***** GIVEN TEXT *****
The implications for the Indigenous people after the signing of the treaty are seen through their suffering and hardship. The buffalo disappeared more rapidly than expected and the promised support from the Canadian government to transition into an agriculture lifestyle did not happen as quickly and as many expected. The winters following the signing of Treaty 7 were very harsh on the Indigenous people and their nomadic lifestyle. The nations were still waiting on the government to state what land they would be able to claim. They suffered through disease outbreaks and starvation. Once the nations received the land they were given, it was largely unsuitable. The reserves led to poverty, food shortages and residential schools. Missionaries arrived to provide day schools and residential schools on the reserves. Issues arose with the reserves that included the lack of space for the number of people, fears the Canadian Pacific Railway would be constructed on their new land and that the land was insufficient and unsuitable. These were the main concerns of the Treaty Seven First Nations. The Treaty Seven First Nations had been given their reserves and plenty of aid from the missionaries but the promised help from the government that was stated in the treaty would take years to fully arrive.
***** GIVEN INFORMATION *****
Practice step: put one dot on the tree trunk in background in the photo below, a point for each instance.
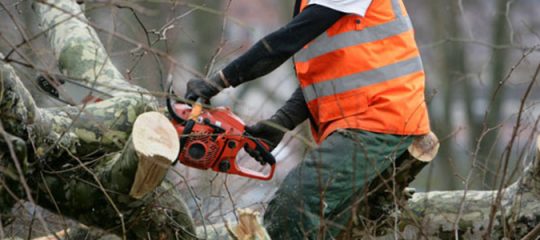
(208, 33)
(498, 71)
(447, 74)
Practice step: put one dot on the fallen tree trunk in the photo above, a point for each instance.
(84, 162)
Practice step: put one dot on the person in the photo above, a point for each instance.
(361, 87)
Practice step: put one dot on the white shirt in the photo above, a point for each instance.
(358, 7)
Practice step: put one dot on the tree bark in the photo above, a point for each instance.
(82, 161)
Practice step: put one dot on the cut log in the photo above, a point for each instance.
(156, 144)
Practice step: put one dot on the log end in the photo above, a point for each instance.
(425, 147)
(156, 144)
(249, 226)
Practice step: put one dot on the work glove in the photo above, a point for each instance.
(271, 131)
(205, 88)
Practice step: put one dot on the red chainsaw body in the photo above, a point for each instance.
(207, 148)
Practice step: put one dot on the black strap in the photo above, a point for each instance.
(297, 7)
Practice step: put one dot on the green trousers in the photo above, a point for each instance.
(318, 198)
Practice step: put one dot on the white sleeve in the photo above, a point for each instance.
(358, 7)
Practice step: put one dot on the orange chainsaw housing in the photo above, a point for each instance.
(215, 139)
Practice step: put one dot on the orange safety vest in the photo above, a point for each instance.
(365, 73)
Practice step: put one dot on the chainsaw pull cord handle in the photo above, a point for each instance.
(266, 155)
(196, 111)
(170, 107)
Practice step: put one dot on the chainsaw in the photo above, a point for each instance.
(209, 138)
(212, 139)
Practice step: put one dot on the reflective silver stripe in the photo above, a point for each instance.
(397, 8)
(324, 44)
(362, 79)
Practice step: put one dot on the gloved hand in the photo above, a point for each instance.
(270, 131)
(291, 114)
(205, 89)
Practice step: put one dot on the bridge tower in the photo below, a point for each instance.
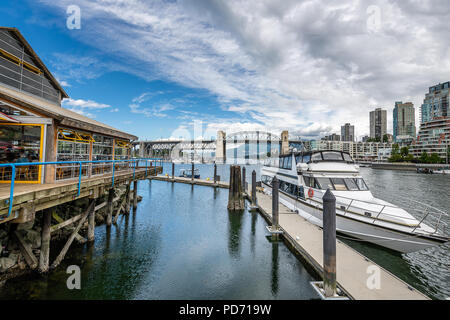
(221, 149)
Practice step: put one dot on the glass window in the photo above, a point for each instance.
(330, 155)
(351, 184)
(361, 184)
(316, 157)
(323, 183)
(19, 144)
(339, 184)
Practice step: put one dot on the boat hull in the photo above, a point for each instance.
(369, 232)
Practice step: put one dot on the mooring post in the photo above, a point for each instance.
(329, 243)
(254, 188)
(44, 257)
(173, 171)
(243, 180)
(275, 203)
(134, 194)
(128, 198)
(110, 207)
(91, 221)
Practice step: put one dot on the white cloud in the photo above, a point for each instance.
(307, 66)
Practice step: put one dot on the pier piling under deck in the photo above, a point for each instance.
(353, 270)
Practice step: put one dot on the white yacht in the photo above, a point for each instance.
(305, 177)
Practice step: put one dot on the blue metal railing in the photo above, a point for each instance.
(136, 163)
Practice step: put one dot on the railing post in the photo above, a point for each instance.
(329, 243)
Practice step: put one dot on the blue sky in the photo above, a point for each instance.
(151, 68)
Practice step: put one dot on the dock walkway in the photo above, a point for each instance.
(353, 269)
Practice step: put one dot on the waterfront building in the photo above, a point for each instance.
(378, 123)
(436, 103)
(434, 133)
(347, 132)
(34, 127)
(404, 123)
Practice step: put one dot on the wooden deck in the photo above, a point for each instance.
(36, 197)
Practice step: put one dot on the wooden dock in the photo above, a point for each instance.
(353, 269)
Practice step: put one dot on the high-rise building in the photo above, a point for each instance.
(378, 123)
(434, 133)
(347, 132)
(404, 123)
(436, 103)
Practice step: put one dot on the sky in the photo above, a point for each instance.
(154, 68)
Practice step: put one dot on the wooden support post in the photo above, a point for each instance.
(254, 188)
(26, 251)
(90, 211)
(329, 243)
(275, 204)
(128, 198)
(45, 241)
(134, 194)
(110, 206)
(91, 221)
(173, 171)
(243, 180)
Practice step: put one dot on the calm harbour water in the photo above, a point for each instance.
(183, 244)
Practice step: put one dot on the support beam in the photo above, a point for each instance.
(27, 252)
(91, 221)
(109, 207)
(89, 212)
(45, 241)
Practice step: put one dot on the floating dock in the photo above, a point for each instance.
(354, 270)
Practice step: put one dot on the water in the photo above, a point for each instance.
(182, 243)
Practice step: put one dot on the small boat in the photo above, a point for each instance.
(305, 177)
(187, 173)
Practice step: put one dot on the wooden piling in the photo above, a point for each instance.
(128, 198)
(173, 170)
(88, 213)
(329, 243)
(235, 195)
(275, 204)
(110, 207)
(91, 221)
(45, 241)
(253, 188)
(134, 194)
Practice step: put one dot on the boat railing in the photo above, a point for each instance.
(422, 214)
(132, 164)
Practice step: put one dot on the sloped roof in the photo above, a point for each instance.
(38, 60)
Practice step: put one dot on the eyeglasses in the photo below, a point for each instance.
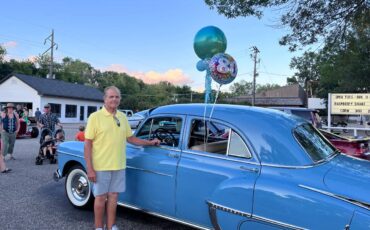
(117, 121)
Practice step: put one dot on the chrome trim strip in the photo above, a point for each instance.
(343, 198)
(213, 216)
(278, 223)
(78, 156)
(163, 216)
(229, 210)
(149, 171)
(223, 158)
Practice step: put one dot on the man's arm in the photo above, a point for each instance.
(88, 158)
(137, 141)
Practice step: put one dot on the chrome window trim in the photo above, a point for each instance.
(340, 197)
(148, 171)
(250, 154)
(227, 158)
(309, 155)
(163, 216)
(187, 150)
(179, 116)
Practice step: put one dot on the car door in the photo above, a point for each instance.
(151, 171)
(216, 176)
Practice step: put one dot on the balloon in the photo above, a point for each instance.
(202, 65)
(223, 68)
(209, 41)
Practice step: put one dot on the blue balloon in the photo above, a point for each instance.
(202, 65)
(209, 41)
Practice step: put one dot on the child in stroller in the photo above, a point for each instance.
(48, 143)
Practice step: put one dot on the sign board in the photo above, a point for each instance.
(350, 104)
(316, 103)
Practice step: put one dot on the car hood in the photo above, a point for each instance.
(349, 179)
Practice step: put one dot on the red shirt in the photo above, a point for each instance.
(80, 136)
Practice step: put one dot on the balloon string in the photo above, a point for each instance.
(210, 116)
(213, 106)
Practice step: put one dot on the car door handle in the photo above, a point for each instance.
(255, 170)
(173, 155)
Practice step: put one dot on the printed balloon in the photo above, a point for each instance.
(223, 68)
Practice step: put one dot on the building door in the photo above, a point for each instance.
(82, 112)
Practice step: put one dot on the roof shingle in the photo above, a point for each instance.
(57, 88)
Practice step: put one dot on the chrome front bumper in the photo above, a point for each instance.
(57, 175)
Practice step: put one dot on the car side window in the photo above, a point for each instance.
(213, 137)
(166, 129)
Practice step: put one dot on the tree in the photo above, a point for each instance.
(307, 68)
(261, 88)
(309, 21)
(75, 71)
(291, 80)
(346, 69)
(241, 88)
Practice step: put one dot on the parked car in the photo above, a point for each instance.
(128, 112)
(357, 147)
(26, 131)
(311, 115)
(242, 168)
(137, 118)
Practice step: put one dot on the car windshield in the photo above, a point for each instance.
(313, 142)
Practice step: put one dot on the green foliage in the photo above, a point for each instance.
(291, 80)
(243, 88)
(309, 21)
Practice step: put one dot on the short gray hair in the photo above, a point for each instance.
(111, 87)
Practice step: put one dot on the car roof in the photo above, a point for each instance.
(270, 130)
(294, 108)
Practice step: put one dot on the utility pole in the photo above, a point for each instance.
(254, 56)
(52, 45)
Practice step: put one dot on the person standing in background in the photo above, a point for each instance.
(9, 129)
(37, 114)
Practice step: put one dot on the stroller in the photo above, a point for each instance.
(48, 141)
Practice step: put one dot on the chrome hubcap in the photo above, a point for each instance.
(80, 187)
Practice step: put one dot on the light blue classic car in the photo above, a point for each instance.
(234, 167)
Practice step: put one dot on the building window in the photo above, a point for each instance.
(90, 110)
(56, 109)
(71, 110)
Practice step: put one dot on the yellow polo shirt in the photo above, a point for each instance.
(109, 139)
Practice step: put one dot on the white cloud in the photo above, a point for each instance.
(10, 44)
(175, 76)
(32, 58)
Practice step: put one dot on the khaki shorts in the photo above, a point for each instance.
(109, 181)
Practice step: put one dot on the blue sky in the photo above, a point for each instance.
(151, 40)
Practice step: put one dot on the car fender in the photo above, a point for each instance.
(231, 202)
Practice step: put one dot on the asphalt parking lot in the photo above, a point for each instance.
(31, 199)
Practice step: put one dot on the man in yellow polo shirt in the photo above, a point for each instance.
(106, 134)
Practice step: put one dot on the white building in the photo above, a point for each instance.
(72, 103)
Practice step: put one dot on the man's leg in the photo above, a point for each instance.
(99, 209)
(5, 143)
(12, 138)
(111, 209)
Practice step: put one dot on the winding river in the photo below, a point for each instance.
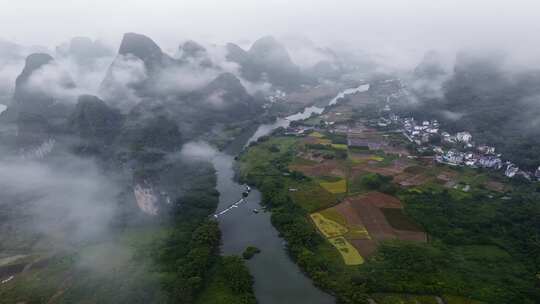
(277, 279)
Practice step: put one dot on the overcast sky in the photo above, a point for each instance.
(376, 24)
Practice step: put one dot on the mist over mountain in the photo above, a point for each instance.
(269, 152)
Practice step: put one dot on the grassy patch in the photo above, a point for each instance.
(384, 298)
(311, 196)
(348, 252)
(339, 146)
(459, 300)
(335, 187)
(399, 220)
(316, 134)
(328, 227)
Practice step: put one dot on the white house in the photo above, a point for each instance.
(464, 137)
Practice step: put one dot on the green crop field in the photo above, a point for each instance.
(335, 187)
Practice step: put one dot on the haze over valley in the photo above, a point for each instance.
(269, 152)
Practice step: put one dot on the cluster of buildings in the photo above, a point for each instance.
(454, 149)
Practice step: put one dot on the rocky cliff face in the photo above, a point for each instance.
(93, 120)
(193, 52)
(39, 107)
(267, 60)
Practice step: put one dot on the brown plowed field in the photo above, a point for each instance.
(329, 167)
(365, 210)
(397, 167)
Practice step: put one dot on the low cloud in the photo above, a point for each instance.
(53, 80)
(67, 201)
(118, 86)
(198, 151)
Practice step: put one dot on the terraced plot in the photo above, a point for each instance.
(335, 187)
(348, 252)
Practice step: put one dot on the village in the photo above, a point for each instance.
(428, 139)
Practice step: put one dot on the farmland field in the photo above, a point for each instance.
(348, 252)
(328, 227)
(398, 220)
(335, 187)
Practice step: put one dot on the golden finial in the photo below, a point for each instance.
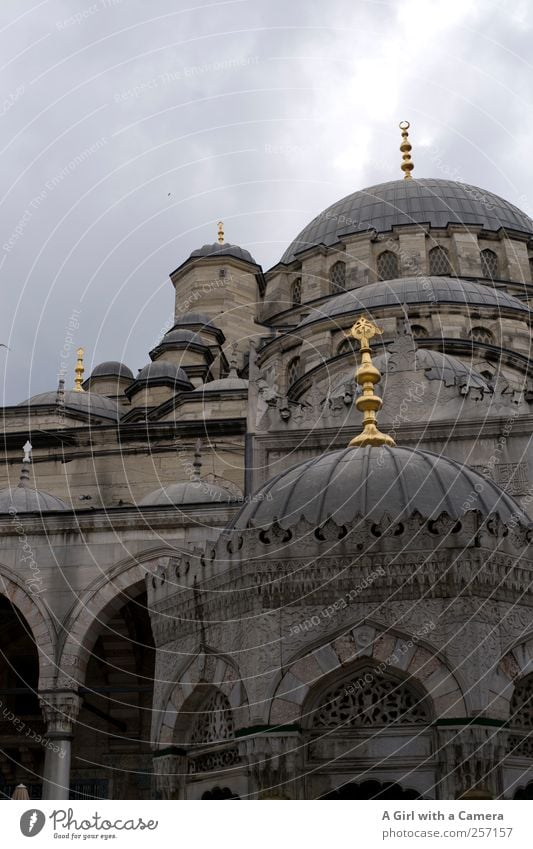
(406, 148)
(367, 375)
(79, 370)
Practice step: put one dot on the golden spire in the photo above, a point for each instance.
(79, 371)
(366, 376)
(406, 148)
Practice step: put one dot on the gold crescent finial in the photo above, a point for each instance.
(367, 375)
(406, 148)
(79, 370)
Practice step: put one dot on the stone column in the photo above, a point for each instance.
(60, 709)
(274, 765)
(170, 773)
(471, 760)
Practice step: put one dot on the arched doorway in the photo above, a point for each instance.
(111, 754)
(22, 731)
(372, 790)
(362, 720)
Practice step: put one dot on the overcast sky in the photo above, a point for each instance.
(129, 128)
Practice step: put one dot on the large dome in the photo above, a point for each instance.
(372, 483)
(414, 290)
(400, 202)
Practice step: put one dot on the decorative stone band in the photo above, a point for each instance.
(372, 647)
(312, 567)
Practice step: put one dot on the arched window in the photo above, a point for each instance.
(296, 292)
(521, 709)
(219, 793)
(337, 276)
(214, 720)
(489, 264)
(387, 266)
(481, 334)
(439, 261)
(368, 701)
(371, 789)
(294, 371)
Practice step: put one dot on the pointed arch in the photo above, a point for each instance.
(97, 605)
(370, 644)
(37, 616)
(205, 675)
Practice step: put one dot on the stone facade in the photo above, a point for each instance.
(164, 651)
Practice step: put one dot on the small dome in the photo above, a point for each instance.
(187, 492)
(231, 383)
(181, 337)
(163, 370)
(438, 366)
(414, 290)
(24, 499)
(196, 318)
(223, 250)
(112, 368)
(400, 202)
(374, 482)
(90, 403)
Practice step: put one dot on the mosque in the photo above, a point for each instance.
(290, 556)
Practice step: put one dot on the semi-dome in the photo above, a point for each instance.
(436, 365)
(24, 499)
(187, 492)
(400, 202)
(374, 482)
(439, 366)
(414, 290)
(225, 249)
(112, 368)
(163, 370)
(90, 403)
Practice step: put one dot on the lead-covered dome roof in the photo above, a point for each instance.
(414, 290)
(163, 370)
(187, 492)
(90, 403)
(24, 499)
(400, 202)
(374, 482)
(112, 368)
(436, 365)
(225, 249)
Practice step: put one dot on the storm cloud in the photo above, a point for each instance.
(129, 129)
*****
= COMPLETE THE FOLLOWING =
a) Answer these questions using the passage on Treaty 7:
(i) What disappeared more rapidly than expected?
(ii) Who arrived to provide day schools and residential schools on the reserves?
(iii) Which railway did the nations fear would be constructed on their new land?
b) Carry the passage on Treaty 7 forward from its final sentence.
The lines are material separate from the passage on Treaty 7.

= RESPONSES TO THE TASKS =
a)
(i) The buffalo
(ii) Missionaries
(iii) The Canadian Pacific Railway

b)
== Legacy ==
Overall, the treaty did not have the positive impact for Indigenous peoples that they initially believed it would. The buffalo disappeared at a rapid rate, some Nations trespassed on other Nations' land to hunt, and the number of settlers that came to the area increased, putting further strain on the available resources. As well, the support from the Canadian government to help transition to an agricultural lifestyle did not occur as promised, and the reserves that the Nations were relocated to had land that could not support the requirements of the Nations. Additionally, psychological damage from residential schools, and the attempted erasure of Indigenous cultures, have created immeasurable and unseen damage in the lives of the Indigenous population. All these implications of the treaties have contributed to the level of poverty and grievances experienced on the reserves and by Indigenous peoples today.

Special consideration must be given to the differences of cultures as pertains to negotiations. When comparing the difference in cultures during the treaty signing, it is possible the Indigenous population could have been misinformed or misguided, whether unwittingly or intentionally. The settlers at the time strongly advocated for the treaty to be a written document but the tradition of the Indigenous people was, and still is, an oral one. Due to the treaty being a written document, it is possible that other negotiations were made, which may have persuaded the Nations to sign the treaty, but were not officially reported. These conventional differences lead many to believe the Indigenous populations did not fully understanding the scope and ramifications of the treaties. It is speculated that if the Indigenous people involved had been properly informed of what was entailed in the documents, they would not have agreed to or signed these treaties.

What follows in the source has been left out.